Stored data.
--- START ---

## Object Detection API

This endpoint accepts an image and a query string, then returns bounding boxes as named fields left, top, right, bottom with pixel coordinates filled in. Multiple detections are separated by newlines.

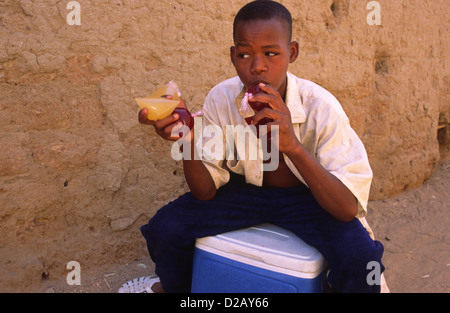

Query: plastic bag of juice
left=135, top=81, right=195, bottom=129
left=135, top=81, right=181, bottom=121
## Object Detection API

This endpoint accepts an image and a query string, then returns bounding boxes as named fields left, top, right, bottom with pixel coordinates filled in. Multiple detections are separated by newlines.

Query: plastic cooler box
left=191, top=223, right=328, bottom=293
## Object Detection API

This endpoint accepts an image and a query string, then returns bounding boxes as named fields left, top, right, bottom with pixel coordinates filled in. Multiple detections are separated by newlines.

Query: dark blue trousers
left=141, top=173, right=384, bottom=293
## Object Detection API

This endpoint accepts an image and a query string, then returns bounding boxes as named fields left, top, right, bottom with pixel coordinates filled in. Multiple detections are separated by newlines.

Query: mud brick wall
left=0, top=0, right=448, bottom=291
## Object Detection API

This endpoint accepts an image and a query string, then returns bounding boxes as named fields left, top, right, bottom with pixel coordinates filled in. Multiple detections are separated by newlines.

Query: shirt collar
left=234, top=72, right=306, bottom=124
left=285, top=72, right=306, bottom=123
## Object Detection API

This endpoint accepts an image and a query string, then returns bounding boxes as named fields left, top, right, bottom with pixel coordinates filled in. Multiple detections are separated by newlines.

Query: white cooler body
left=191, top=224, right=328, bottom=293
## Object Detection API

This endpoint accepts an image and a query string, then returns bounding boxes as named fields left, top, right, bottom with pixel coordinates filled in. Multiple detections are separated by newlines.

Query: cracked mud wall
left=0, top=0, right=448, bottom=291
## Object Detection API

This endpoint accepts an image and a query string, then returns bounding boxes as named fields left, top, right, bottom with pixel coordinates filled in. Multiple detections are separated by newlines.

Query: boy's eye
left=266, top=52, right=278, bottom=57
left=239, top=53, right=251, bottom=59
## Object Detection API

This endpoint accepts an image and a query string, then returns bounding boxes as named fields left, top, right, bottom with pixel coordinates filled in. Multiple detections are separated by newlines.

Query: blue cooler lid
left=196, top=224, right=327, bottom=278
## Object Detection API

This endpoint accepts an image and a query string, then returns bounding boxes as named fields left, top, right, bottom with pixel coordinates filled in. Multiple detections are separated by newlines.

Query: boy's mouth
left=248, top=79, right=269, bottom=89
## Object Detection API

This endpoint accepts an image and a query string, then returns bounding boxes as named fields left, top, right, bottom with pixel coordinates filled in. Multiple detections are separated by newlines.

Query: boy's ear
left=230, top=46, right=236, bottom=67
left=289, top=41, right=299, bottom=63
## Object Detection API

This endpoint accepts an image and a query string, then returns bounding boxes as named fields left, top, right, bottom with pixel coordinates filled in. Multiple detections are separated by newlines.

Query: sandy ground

--- END ---

YOUR OBJECTIVE. Copy the records above precisely, and leave every image out of the copy.

ANSWER SPACE.
## Object Detection API

This endpoint accepts an image and a query string, then returns bounding boxes as named fields left, top, right, bottom with pixel coordinates filled in. Multiple detections are separated by newlines.


Query: plastic bag of juice
left=135, top=81, right=195, bottom=129
left=135, top=81, right=181, bottom=121
## Object Detection API

This endpoint accepts an image and a query string, then returns bounding boxes as named fields left, top, right, bottom with pixel coordinates filled in. Multiple detections are separated by newlines.

Query: plastic cooler box
left=191, top=223, right=328, bottom=293
## Object Detection API

This endpoint accepts an image and a query string, then returns bounding boxes as named fields left, top, right, bottom with pixel coordinates filled in. Multiple detections are separated by newlines.

Query: dark blue trousers
left=141, top=173, right=384, bottom=293
## Object Detection API

This endpoint accepts an image and a query string, then returns bounding boxes as named fields left, top, right, bottom with pixel coordinates filled in. Multiple detections are separated by newlines.

Query: mud brick wall
left=0, top=0, right=448, bottom=291
## Object Detection API

This endpoint accepts an image and a query string, then returns bounding boxes as named fields left, top, right, bottom with pixel coordinates filled in. Multiple detections are separated by newlines.

Query: shirt collar
left=234, top=72, right=306, bottom=124
left=285, top=72, right=306, bottom=123
## Object Detection API

This endpoint accepts an image and a query string, then returns bounding boxes as named fields left, top, right, bottom with pixel coordinates filled in. Multiple detections are separated by newlines.

Query: white cooler body
left=191, top=224, right=328, bottom=293
## Object Detection API

This endpoint accepts an image and a query string, then returns bounding boxes as named fields left, top, right, bottom with pixel coordinates filled in. Multiple detections are separated by newlines.

Query: cracked mud wall
left=0, top=0, right=448, bottom=291
## Object Detection API

This endpoint accepts an image and a query string, then returns bounding boxes as named fields left, top, right, bottom with pixel coordinates filled in. Multiple detections are separated by newlines.

Query: boy's eye
left=266, top=52, right=278, bottom=57
left=239, top=53, right=251, bottom=59
## Object Detection API

This endpoint accepts an image and a query string, then returns bounding boxes as named fields left, top, right, bottom with pixel coordinates filled in. Multiple detections are separated by newlines.

Query: blue cooler lid
left=196, top=224, right=327, bottom=278
## Object Detection API

This endpoint accepts an image and a query string, then returns bounding boxes as named fields left, top, right, bottom with pixel coordinates filled in. Multiple detections are separated by newlines.

Query: boy's mouth
left=248, top=79, right=269, bottom=89
## Object Detection API

This endpoint accepts an image and a query string, then returns bounding boxes as named fields left, top, right, bottom with pixel coordinates filled in. Multiple detections are separated by newlines.

Query: boy's ear
left=230, top=46, right=236, bottom=67
left=289, top=41, right=299, bottom=63
## Object Detection API

This endpoint accepts an image and a query string, then returns bounding boxes as named fields left, top, right, bottom with pixel coordinates filled in. Multiple detections are separated by newlines.

Query: sandy ground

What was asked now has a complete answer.